▸ ПРЕДОСТАВЛЕННЫЙ ОТРЫВОК
Этот социальный пантеизм, близкий к воззрениям Толстого, Бердяев не приемлет.
Античное учение о бессмертии он критикует за то, что оно сулит бессмертие лишь части человека, его душе, но не всему человеку. Мистическое учение о соединении с Богом — хотя в некоторых отношениях оно Бердяеву очень близко — он порицает за отсутствие убеждения в бессмертии личности: личность исчезает в Боге, такова суть этой мистики.
Стремясь вскрыть внутренние связи между христианством и другими, прежде всего дохристианскими, религиями, Бердяев отмечает, что религия Заратустры и иудаизм II века, в отличие от верований античности, не только предполагали бессмертие души, но и воскресение плоти. Здесь он усматривает пророчества о будущем христианстве, которое в ходе своей истории сформировало веру в бессмертие. Учение церкви о жизни после смерти Бердяев, разумеется, не принимает безоговорочно, он придает ему очень характерные личные черты. Бердяев, как и Н. Ф. Федоров, почитаемый им русский философ, убежден, что человек, коль скоро он личность, должен бороться за свое бессмертие. Вот одно из характерных высказываний «Экзистенциальной диалектики»: «Бессмертие есть не человеческое и не божественное только дело, а дело богочеловеческое, дело свободы, и дело благодати, дело, совершающееся снизу и сверху». (Свобода — причина низкая, так как она не создана Богом, а обретена Им в бездне.) «Неточно думать, что человек есть по природе натурально бессмертное существо, и также неточно думать, что человек лишь сверху, от божественной силы получает свое бессмертие». Участие человека в его вступлении в бессмертие предполагает правильное сознание, то есть необъективированное, экзистенциально целостное, нерасколотое, не состоящее из элементов, а значит, и не распадающееся на элементы. Бердяев подчеркивает, что в этом сознании важнее всего память и воспоминания. В земной жизни человек страдает, так как забывает даже то, что ему было дорого и мило, но еще он страдает, так как не может забыть дурное, которое его мучает снова и снова. Эти две формы страдания не войдут в бессмертие, ибо «бессмертие есть просветленная память». Умерший на земле и бессмертный в потустороннем мире, несомненно, сохраняет свои воспоминания; это для Бердяева очевидно потому, что сущность личности состоит в ее любви к Богу и к ближним, которых она любит в Боге, с которыми и после смерти не может расстаться, не утратив при этом своей личности. Разумеется, Бердяев понимает бессмертие как бессмертие целого человека, как господство духа над душою и телом. Христианство, снова и снова подчеркивает он, возражает против учения спиритуалистов о бессмертии души. Оно верует в воскрешение всего человека, в воскрешение и его тела. Природного бессмертия нет. «Воскресить умерших может лишь Христос, для дела воскрешения нужна прежде всего искупляющая благодать Христова».

Записи данных

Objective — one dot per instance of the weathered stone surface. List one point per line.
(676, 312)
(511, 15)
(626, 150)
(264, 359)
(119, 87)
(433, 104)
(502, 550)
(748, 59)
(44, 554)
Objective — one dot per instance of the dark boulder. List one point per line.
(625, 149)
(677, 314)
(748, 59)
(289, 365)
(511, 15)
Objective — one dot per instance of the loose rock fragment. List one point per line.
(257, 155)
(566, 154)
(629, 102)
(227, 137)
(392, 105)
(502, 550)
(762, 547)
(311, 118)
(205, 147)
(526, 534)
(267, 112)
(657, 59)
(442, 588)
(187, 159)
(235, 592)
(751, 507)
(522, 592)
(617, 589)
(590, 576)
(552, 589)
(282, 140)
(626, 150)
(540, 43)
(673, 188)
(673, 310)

▸ ЗАДАЧИ ДЛЯ РЕШЕНИЯ
[1] Перечислите все признаки правильного сознания, которые названы в отрывке о взглядах Бердяева на бессмертие.
[2] Верните из отрывка о взглядах Бердяева на бессмертие всё, начиная со слов «Античное учение о» и вниз до слов «суть этой мистики.» включительно.

▸ РЕШЁННЫЕ ЗАДАЧИ
[1]
- необъективированное
- экзистенциально целостное
- нерасколотое
- не состоящее из элементов
- не распадающееся на элементы

[2]
Античное учение о бессмертии он критикует за то, что оно сулит бессмертие лишь части человека, его душе, но не всему человеку. Мистическое учение о соединении с Богом — хотя в некоторых отношениях оно Бердяеву очень близко — он порицает за отсутствие убеждения в бессмертии личности: личность исчезает в Боге, такова суть этой мистики.